TASK INSTRUCTIONS
Write the next part of the article about Iowa's state nursery, picking up after its final sentence.

DOCUMENT TEXT

::::

May. 24, 2015 4:00 pm
DES MOINES - Although it appeared earlier this year that the budget ax would fell Iowa's 80-year-old state nursery, it now appears the source for seedlings and saplings will live long enough to grow at least one more tree ring.
'The imminent threat is put off for at least a year,” State Forester Paul Tauke said this past Wednesday.
However, Tauke warned that the nursery that was established during the Civilian Conservation Corps era in the late 1930s still is sprouting leaves on borrowed time.
That's because the nursery, which by state law must be self-supporting, is losing $500,000 a year largely because of declining demand for seedlings. Redirecting a few hundred thousand dollars from the $15 million budget of the Department of Natural Resources, which operates the 98-acre nursery at Ames and 20-acre unit at Montrose, may not seem to be asking much.

::::

Stored records
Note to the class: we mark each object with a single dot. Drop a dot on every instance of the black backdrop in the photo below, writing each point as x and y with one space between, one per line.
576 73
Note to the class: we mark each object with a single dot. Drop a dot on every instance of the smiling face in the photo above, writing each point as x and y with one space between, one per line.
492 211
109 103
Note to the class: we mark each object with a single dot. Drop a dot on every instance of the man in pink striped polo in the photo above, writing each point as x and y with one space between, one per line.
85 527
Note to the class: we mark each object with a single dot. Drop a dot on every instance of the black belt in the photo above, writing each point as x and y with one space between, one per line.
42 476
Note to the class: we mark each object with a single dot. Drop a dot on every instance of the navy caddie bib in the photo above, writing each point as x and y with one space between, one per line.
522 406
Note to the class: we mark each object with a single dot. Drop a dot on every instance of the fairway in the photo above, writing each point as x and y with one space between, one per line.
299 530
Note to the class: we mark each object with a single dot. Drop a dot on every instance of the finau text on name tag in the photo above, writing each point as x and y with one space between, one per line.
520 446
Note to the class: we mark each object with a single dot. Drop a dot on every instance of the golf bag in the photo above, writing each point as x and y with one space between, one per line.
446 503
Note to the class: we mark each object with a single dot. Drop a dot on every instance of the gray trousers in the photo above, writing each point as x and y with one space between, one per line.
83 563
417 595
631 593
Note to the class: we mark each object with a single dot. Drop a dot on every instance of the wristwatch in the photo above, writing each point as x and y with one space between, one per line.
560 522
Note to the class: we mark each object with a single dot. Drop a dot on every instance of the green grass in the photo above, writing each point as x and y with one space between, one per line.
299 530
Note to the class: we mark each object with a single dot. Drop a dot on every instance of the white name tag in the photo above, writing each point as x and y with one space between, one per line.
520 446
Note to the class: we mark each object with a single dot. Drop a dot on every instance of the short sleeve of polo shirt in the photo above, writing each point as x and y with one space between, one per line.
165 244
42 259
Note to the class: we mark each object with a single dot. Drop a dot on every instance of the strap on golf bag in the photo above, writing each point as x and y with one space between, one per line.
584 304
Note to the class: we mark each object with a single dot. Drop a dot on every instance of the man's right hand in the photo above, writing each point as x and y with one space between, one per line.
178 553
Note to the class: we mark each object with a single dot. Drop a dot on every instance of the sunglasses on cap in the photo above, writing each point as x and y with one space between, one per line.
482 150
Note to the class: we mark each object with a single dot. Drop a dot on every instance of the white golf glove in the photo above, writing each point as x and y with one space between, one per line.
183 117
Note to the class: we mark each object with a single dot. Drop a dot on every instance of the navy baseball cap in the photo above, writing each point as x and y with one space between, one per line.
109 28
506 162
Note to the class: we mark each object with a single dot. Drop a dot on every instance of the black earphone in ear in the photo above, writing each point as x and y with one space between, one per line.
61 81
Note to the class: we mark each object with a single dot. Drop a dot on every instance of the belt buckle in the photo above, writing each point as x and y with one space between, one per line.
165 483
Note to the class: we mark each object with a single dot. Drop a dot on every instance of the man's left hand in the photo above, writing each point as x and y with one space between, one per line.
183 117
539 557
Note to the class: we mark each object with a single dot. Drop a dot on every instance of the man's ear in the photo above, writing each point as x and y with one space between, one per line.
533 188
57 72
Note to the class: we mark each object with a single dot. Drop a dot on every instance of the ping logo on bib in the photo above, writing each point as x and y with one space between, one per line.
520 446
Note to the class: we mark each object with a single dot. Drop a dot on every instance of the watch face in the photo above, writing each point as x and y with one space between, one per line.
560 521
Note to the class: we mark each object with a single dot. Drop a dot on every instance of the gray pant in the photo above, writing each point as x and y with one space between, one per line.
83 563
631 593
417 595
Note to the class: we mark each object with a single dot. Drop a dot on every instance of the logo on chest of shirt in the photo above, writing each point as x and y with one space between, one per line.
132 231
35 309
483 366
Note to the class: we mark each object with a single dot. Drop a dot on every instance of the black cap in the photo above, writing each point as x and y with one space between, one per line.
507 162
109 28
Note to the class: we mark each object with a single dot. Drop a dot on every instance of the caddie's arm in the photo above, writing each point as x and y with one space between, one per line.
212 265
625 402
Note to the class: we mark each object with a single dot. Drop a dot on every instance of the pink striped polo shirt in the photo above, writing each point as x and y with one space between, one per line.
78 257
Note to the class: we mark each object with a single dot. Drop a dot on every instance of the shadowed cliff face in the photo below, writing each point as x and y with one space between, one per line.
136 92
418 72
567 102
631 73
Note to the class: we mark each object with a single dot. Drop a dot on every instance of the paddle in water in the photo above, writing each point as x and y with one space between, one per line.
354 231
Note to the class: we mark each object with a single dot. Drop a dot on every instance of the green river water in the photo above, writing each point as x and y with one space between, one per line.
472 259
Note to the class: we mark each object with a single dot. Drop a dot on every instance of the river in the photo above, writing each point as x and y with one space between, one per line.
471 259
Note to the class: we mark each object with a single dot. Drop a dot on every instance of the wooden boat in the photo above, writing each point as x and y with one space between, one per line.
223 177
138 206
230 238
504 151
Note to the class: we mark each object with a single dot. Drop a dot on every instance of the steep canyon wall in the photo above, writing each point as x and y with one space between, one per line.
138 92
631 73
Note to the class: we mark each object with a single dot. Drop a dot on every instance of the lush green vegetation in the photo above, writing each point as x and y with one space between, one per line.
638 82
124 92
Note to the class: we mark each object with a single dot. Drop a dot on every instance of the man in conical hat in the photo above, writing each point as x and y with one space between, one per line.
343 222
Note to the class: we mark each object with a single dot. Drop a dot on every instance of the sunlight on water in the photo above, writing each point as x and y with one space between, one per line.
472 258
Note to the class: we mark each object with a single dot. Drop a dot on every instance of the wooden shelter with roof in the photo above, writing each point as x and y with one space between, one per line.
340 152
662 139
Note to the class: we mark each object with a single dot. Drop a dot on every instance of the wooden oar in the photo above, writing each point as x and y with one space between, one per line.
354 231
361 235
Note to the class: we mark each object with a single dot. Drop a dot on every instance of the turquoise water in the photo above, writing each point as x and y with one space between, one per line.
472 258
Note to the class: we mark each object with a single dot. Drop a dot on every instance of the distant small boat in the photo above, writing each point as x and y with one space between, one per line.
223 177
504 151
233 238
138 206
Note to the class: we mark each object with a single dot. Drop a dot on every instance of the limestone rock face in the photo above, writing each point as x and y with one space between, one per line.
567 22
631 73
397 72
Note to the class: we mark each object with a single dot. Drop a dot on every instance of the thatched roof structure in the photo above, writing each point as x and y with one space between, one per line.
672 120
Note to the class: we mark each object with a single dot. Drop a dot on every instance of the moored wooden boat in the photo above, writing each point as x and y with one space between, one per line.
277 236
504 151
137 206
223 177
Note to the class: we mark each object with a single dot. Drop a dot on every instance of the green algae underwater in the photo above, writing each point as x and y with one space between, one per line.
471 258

::::

RESULT FOR THIS TASK
However, Director Chuck Gipp said it could mean closing a state park.
That won't happen this year, Tauke said. He's working on a rule change that would allow the nursery to raise prices which run from $25 per hundred trees and shrubs to $40 per 100 for Iowa hardwoods.
'Our first thought was to stop the bleeding,” Tauke said.
A price increase was one of many recommendations from woodland owners, forestry businesses and conservation groups that spoke at an informational meeting back in March.
That sentiment was not unanimous, but the consensus was that would be better than the state nursery closing.
Private foresters and woodland consultants are among the nursery's biggest customers. If the state nursery closed, Tauke said trees still would be available from private nurseries.
'But without the nursery, Iowa would be losing its biggest and primary source of Iowa native seedlings - trees and shrubs evolved in Iowa that have adjusted to Iowa climate,” he explained.
Without the nursery, he added, 'people are going to get seedlings from out of state nurseries and depending on how far they go, the stock will not as well-suited to our climate.”
That contributes to stress over the course of a tree's life, which makes the trees more vulnerable to disease, he said.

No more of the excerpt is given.